_EXERCISE_
Copy out every one of the records below line for line, leaving out the pictures.

+++ EXTRACTED INFORMATION +++

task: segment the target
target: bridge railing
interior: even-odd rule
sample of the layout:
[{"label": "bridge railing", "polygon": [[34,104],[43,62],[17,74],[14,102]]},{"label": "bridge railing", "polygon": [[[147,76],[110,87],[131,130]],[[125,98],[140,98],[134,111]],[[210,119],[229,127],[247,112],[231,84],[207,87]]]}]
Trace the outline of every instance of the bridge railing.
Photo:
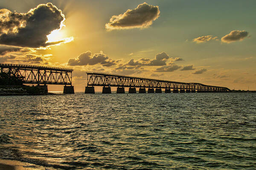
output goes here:
[{"label": "bridge railing", "polygon": [[196,89],[204,91],[229,91],[224,87],[187,83],[129,76],[87,72],[87,84],[89,86],[113,86],[131,88],[148,88],[180,89]]},{"label": "bridge railing", "polygon": [[73,69],[37,65],[0,64],[0,72],[20,76],[25,84],[72,85]]},{"label": "bridge railing", "polygon": [[143,78],[99,72],[87,72],[87,84],[90,86],[136,88],[177,88],[208,91],[227,91],[224,87],[208,85],[198,83],[187,83]]},{"label": "bridge railing", "polygon": [[38,65],[22,65],[22,64],[0,64],[0,67],[1,66],[7,66],[7,67],[22,67],[22,68],[47,68],[47,69],[55,69],[55,70],[63,70],[65,71],[73,71],[73,69],[70,68],[60,68],[58,67],[47,67],[47,66],[38,66]]}]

+++

_RESPONSE TO THE EXERCISE_
task: segment the target
target: bridge railing
interior: even-odd rule
sample of the layout:
[{"label": "bridge railing", "polygon": [[34,104],[43,62],[17,74],[14,102]]},{"label": "bridge railing", "polygon": [[[147,76],[110,87],[131,130]],[[125,98],[140,98],[134,111]],[[210,119],[229,127],[247,112],[231,84],[207,87]]]}]
Trace the outline of every instance of the bridge railing.
Photo:
output goes here:
[{"label": "bridge railing", "polygon": [[196,89],[204,91],[229,91],[224,87],[187,83],[129,76],[87,72],[87,84],[89,86],[113,86],[131,88],[148,88],[180,89]]},{"label": "bridge railing", "polygon": [[73,69],[37,65],[0,64],[0,72],[20,76],[25,84],[72,85]]},{"label": "bridge railing", "polygon": [[143,78],[99,72],[87,72],[87,84],[90,86],[136,88],[177,88],[208,91],[227,91],[224,87],[208,85],[198,83],[187,83]]},{"label": "bridge railing", "polygon": [[38,65],[22,65],[22,64],[0,64],[0,67],[1,66],[7,66],[7,67],[22,67],[22,68],[47,68],[47,69],[55,69],[55,70],[63,70],[65,71],[73,71],[73,69],[70,68],[60,68],[58,67],[47,67],[47,66],[38,66]]}]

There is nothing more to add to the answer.